◆ **Data shown**:
-=-=-=-=-

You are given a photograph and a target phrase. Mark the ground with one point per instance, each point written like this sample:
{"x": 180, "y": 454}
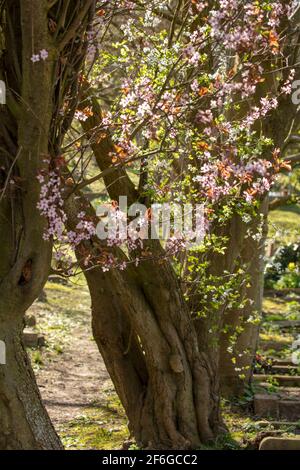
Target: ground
{"x": 71, "y": 374}
{"x": 79, "y": 395}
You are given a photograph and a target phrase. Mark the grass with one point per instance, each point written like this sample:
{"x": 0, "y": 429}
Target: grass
{"x": 99, "y": 428}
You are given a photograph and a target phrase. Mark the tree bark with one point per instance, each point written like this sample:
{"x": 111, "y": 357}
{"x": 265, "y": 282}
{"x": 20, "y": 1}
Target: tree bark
{"x": 236, "y": 366}
{"x": 30, "y": 135}
{"x": 144, "y": 331}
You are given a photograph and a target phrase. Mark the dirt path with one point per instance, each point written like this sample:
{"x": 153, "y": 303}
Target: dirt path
{"x": 74, "y": 380}
{"x": 71, "y": 374}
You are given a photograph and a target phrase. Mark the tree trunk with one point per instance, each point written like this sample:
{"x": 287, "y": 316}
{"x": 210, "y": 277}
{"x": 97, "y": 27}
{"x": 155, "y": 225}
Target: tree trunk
{"x": 236, "y": 366}
{"x": 25, "y": 256}
{"x": 144, "y": 331}
{"x": 162, "y": 379}
{"x": 24, "y": 422}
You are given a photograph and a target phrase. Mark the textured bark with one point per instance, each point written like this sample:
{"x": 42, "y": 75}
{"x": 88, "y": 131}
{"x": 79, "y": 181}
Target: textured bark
{"x": 144, "y": 331}
{"x": 25, "y": 257}
{"x": 165, "y": 380}
{"x": 235, "y": 376}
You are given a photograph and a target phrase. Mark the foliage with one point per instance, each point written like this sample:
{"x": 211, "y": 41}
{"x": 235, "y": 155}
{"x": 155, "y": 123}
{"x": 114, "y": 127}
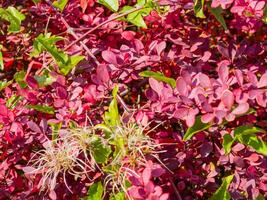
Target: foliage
{"x": 108, "y": 99}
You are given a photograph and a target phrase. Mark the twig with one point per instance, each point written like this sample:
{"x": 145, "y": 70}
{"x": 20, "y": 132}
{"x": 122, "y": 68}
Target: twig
{"x": 98, "y": 26}
{"x": 70, "y": 30}
{"x": 175, "y": 190}
{"x": 102, "y": 24}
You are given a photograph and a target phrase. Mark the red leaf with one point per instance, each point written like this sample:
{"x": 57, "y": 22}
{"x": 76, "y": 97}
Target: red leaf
{"x": 83, "y": 4}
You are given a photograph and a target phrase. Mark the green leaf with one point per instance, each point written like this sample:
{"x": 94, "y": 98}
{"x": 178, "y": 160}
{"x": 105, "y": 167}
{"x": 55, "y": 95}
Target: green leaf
{"x": 118, "y": 196}
{"x": 1, "y": 59}
{"x": 217, "y": 12}
{"x": 36, "y": 1}
{"x": 44, "y": 80}
{"x": 95, "y": 191}
{"x": 100, "y": 151}
{"x": 19, "y": 78}
{"x": 260, "y": 197}
{"x": 245, "y": 130}
{"x": 136, "y": 18}
{"x": 113, "y": 5}
{"x": 222, "y": 193}
{"x": 42, "y": 108}
{"x": 46, "y": 42}
{"x": 198, "y": 8}
{"x": 254, "y": 142}
{"x": 264, "y": 18}
{"x": 247, "y": 136}
{"x": 55, "y": 127}
{"x": 4, "y": 84}
{"x": 112, "y": 116}
{"x": 227, "y": 143}
{"x": 60, "y": 4}
{"x": 13, "y": 16}
{"x": 12, "y": 102}
{"x": 73, "y": 61}
{"x": 159, "y": 77}
{"x": 197, "y": 127}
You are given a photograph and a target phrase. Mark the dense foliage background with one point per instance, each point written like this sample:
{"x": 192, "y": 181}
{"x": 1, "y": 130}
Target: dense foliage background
{"x": 116, "y": 99}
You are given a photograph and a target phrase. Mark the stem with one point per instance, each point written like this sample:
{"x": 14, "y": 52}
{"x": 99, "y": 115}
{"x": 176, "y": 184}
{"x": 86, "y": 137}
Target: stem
{"x": 175, "y": 190}
{"x": 102, "y": 24}
{"x": 70, "y": 30}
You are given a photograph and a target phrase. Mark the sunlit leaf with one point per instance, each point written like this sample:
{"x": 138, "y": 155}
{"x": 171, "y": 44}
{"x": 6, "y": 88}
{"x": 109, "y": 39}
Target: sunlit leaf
{"x": 19, "y": 78}
{"x": 42, "y": 108}
{"x": 159, "y": 77}
{"x": 217, "y": 12}
{"x": 1, "y": 59}
{"x": 55, "y": 127}
{"x": 13, "y": 16}
{"x": 198, "y": 8}
{"x": 100, "y": 151}
{"x": 227, "y": 143}
{"x": 197, "y": 127}
{"x": 95, "y": 191}
{"x": 110, "y": 4}
{"x": 60, "y": 4}
{"x": 222, "y": 192}
{"x": 12, "y": 102}
{"x": 46, "y": 42}
{"x": 4, "y": 84}
{"x": 112, "y": 116}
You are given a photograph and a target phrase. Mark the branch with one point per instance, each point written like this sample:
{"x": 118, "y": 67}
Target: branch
{"x": 102, "y": 24}
{"x": 70, "y": 30}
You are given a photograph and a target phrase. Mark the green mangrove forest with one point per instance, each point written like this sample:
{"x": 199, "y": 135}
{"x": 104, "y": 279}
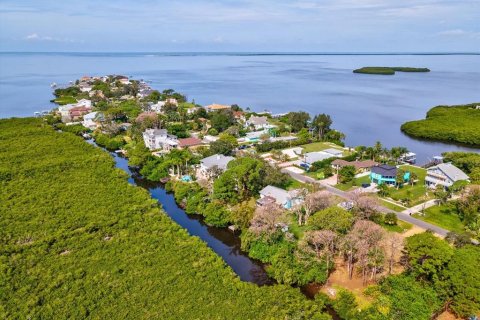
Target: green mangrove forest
{"x": 388, "y": 70}
{"x": 78, "y": 241}
{"x": 459, "y": 123}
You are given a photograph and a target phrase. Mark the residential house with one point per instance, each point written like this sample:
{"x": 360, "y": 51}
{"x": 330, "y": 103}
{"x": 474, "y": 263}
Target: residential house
{"x": 85, "y": 87}
{"x": 217, "y": 107}
{"x": 172, "y": 101}
{"x": 159, "y": 139}
{"x": 90, "y": 120}
{"x": 76, "y": 113}
{"x": 209, "y": 139}
{"x": 192, "y": 110}
{"x": 360, "y": 166}
{"x": 189, "y": 142}
{"x": 84, "y": 103}
{"x": 146, "y": 115}
{"x": 158, "y": 107}
{"x": 239, "y": 115}
{"x": 444, "y": 174}
{"x": 257, "y": 123}
{"x": 293, "y": 152}
{"x": 284, "y": 198}
{"x": 311, "y": 157}
{"x": 217, "y": 160}
{"x": 145, "y": 92}
{"x": 386, "y": 174}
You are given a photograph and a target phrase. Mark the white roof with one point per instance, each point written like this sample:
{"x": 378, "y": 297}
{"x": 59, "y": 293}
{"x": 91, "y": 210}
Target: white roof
{"x": 281, "y": 196}
{"x": 293, "y": 152}
{"x": 218, "y": 160}
{"x": 335, "y": 152}
{"x": 450, "y": 171}
{"x": 312, "y": 157}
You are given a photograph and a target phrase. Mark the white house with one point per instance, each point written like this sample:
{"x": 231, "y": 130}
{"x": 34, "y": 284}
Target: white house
{"x": 84, "y": 103}
{"x": 157, "y": 107}
{"x": 159, "y": 139}
{"x": 257, "y": 122}
{"x": 444, "y": 174}
{"x": 284, "y": 198}
{"x": 218, "y": 160}
{"x": 85, "y": 87}
{"x": 293, "y": 152}
{"x": 89, "y": 121}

-=-=-=-=-

◆ **Problem details**:
Rewrite every entry above as a numbered list with no blank lines, and leave the pictures out.

◆ **Full answer**:
1. You are given a photograph and a target phrase. Mark the ground with one point per instance, each point written like this sample:
2. {"x": 180, "y": 454}
3. Target: ground
4. {"x": 71, "y": 374}
5. {"x": 79, "y": 395}
6. You are given a photograph and a target phrase. Mark the grass with one point per instance, each point written like this sample:
7. {"x": 0, "y": 429}
8. Target: grass
9. {"x": 99, "y": 428}
10. You are given a photograph and a target phrase. Mark the tree bark with one point per instance, each point written like this sample:
11. {"x": 111, "y": 357}
12. {"x": 265, "y": 282}
13. {"x": 20, "y": 1}
14. Target: tree bark
15. {"x": 236, "y": 366}
16. {"x": 30, "y": 135}
17. {"x": 144, "y": 331}
18. You are given a photograph and a target phrase. Mark the dirt path with one point per instance, each point written like this sample:
19. {"x": 153, "y": 303}
20. Target: dirt path
21. {"x": 74, "y": 380}
22. {"x": 71, "y": 374}
23. You are given a photograph and a target phrase. Mark the tree trunk with one point per instance, each point written like this sample:
24. {"x": 287, "y": 316}
25. {"x": 210, "y": 277}
26. {"x": 97, "y": 27}
27. {"x": 155, "y": 225}
28. Target: tree trunk
29. {"x": 236, "y": 366}
30. {"x": 25, "y": 256}
31. {"x": 144, "y": 331}
32. {"x": 162, "y": 379}
33. {"x": 24, "y": 422}
34. You are given a photograph and a target phrase. Mark the textured bark with one point per instance, each point written like this sample:
35. {"x": 42, "y": 75}
36. {"x": 88, "y": 131}
37. {"x": 79, "y": 181}
38. Target: textured bark
39. {"x": 144, "y": 331}
40. {"x": 25, "y": 257}
41. {"x": 165, "y": 380}
42. {"x": 235, "y": 376}
43. You are given a photograph and a target phrase. Mark the foliage with one point per instance, each point written like this sample:
44. {"x": 211, "y": 41}
45. {"x": 235, "y": 155}
46. {"x": 155, "y": 123}
47. {"x": 114, "y": 127}
48. Target: foliage
49. {"x": 108, "y": 99}
50. You are given a photograph and a target phrase. Mark the twig with one point per instance, each point written like this sample:
51. {"x": 145, "y": 70}
52. {"x": 20, "y": 132}
53. {"x": 122, "y": 68}
54. Target: twig
55. {"x": 98, "y": 26}
56. {"x": 70, "y": 30}
57. {"x": 175, "y": 190}
58. {"x": 102, "y": 24}
59. You are given a photograph and a target phrase. Mark the red leaf with one point per instance, each point written like this sample:
60. {"x": 57, "y": 22}
61. {"x": 76, "y": 97}
62. Target: red leaf
63. {"x": 83, "y": 4}
64. You are given a photograph and a target phrase. Mark the green leaf with one point per instance, each point written like this sample:
65. {"x": 94, "y": 98}
66. {"x": 178, "y": 160}
67. {"x": 105, "y": 167}
68. {"x": 55, "y": 95}
69. Target: green leaf
70. {"x": 118, "y": 196}
71. {"x": 1, "y": 59}
72. {"x": 217, "y": 12}
73. {"x": 36, "y": 1}
74. {"x": 44, "y": 80}
75. {"x": 95, "y": 191}
76. {"x": 100, "y": 151}
77. {"x": 19, "y": 78}
78. {"x": 260, "y": 197}
79. {"x": 245, "y": 130}
80. {"x": 136, "y": 18}
81. {"x": 113, "y": 5}
82. {"x": 222, "y": 193}
83. {"x": 42, "y": 108}
84. {"x": 46, "y": 42}
85. {"x": 198, "y": 8}
86. {"x": 254, "y": 142}
87. {"x": 264, "y": 18}
88. {"x": 247, "y": 136}
89. {"x": 55, "y": 127}
90. {"x": 4, "y": 84}
91. {"x": 112, "y": 116}
92. {"x": 227, "y": 143}
93. {"x": 60, "y": 4}
94. {"x": 13, "y": 16}
95. {"x": 12, "y": 102}
96. {"x": 73, "y": 61}
97. {"x": 159, "y": 77}
98. {"x": 197, "y": 127}
99. You are given a photograph and a target phrase. Mark the dense foliage background with one point per instance, each point written like this sample:
100. {"x": 192, "y": 181}
101. {"x": 1, "y": 130}
102. Target: dense foliage background
103. {"x": 116, "y": 99}
104. You are given a photograph and a target phrase. Mark the stem with one point per instance, each point written like this sample:
105. {"x": 14, "y": 52}
106. {"x": 99, "y": 115}
107. {"x": 176, "y": 184}
108. {"x": 86, "y": 137}
109. Target: stem
110. {"x": 175, "y": 190}
111. {"x": 102, "y": 24}
112. {"x": 70, "y": 30}
113. You are given a photograph and a target phrase. Mark the sunlit leaf with one point per instance, each point written like this sample:
114. {"x": 138, "y": 155}
115. {"x": 171, "y": 44}
116. {"x": 6, "y": 88}
117. {"x": 109, "y": 39}
118. Target: sunlit leaf
119. {"x": 19, "y": 78}
120. {"x": 42, "y": 108}
121. {"x": 159, "y": 77}
122. {"x": 217, "y": 12}
123. {"x": 1, "y": 59}
124. {"x": 55, "y": 127}
125. {"x": 13, "y": 16}
126. {"x": 198, "y": 8}
127. {"x": 100, "y": 151}
128. {"x": 227, "y": 143}
129. {"x": 197, "y": 127}
130. {"x": 95, "y": 191}
131. {"x": 110, "y": 4}
132. {"x": 60, "y": 4}
133. {"x": 222, "y": 192}
134. {"x": 12, "y": 102}
135. {"x": 46, "y": 42}
136. {"x": 4, "y": 84}
137. {"x": 112, "y": 116}
138. You are given a photograph and a target phrase. Mark the branch with one point per instance, each point written like this sample:
139. {"x": 118, "y": 67}
140. Target: branch
141. {"x": 102, "y": 24}
142. {"x": 70, "y": 30}
143. You are given a photograph and a target phrase. Mark the green mangrove forest with one point per instance, each point written like this sample:
144. {"x": 199, "y": 135}
145. {"x": 104, "y": 279}
146. Target: green mangrove forest
147. {"x": 388, "y": 70}
148. {"x": 78, "y": 241}
149. {"x": 459, "y": 123}
150. You are given a photograph and a target phrase. Mark the residential house with one point per instance, each point written like this sample:
151. {"x": 360, "y": 51}
152. {"x": 330, "y": 103}
153. {"x": 474, "y": 263}
154. Target: residential house
155. {"x": 85, "y": 87}
156. {"x": 217, "y": 107}
157. {"x": 172, "y": 101}
158. {"x": 159, "y": 139}
159. {"x": 90, "y": 120}
160. {"x": 76, "y": 113}
161. {"x": 209, "y": 139}
162. {"x": 192, "y": 110}
163. {"x": 360, "y": 166}
164. {"x": 189, "y": 142}
165. {"x": 84, "y": 103}
166. {"x": 146, "y": 115}
167. {"x": 158, "y": 107}
168. {"x": 239, "y": 115}
169. {"x": 444, "y": 174}
170. {"x": 257, "y": 123}
171. {"x": 293, "y": 152}
172. {"x": 284, "y": 198}
173. {"x": 311, "y": 157}
174. {"x": 217, "y": 160}
175. {"x": 145, "y": 92}
176. {"x": 386, "y": 174}
177. You are given a photograph and a target phrase. Mark the white roof with one point per instance, each point written like this sample:
178. {"x": 378, "y": 297}
179. {"x": 59, "y": 293}
180. {"x": 91, "y": 210}
181. Target: white roof
182. {"x": 281, "y": 196}
183. {"x": 293, "y": 152}
184. {"x": 218, "y": 160}
185. {"x": 335, "y": 152}
186. {"x": 450, "y": 171}
187. {"x": 312, "y": 157}
188. You are given a photograph and a target phrase. Mark the white house with one point per instance, each point written like this sample:
189. {"x": 231, "y": 130}
190. {"x": 34, "y": 284}
191. Target: white house
192. {"x": 84, "y": 103}
193. {"x": 157, "y": 107}
194. {"x": 159, "y": 139}
195. {"x": 257, "y": 122}
196. {"x": 444, "y": 174}
197. {"x": 284, "y": 198}
198. {"x": 218, "y": 160}
199. {"x": 85, "y": 87}
200. {"x": 293, "y": 152}
201. {"x": 89, "y": 121}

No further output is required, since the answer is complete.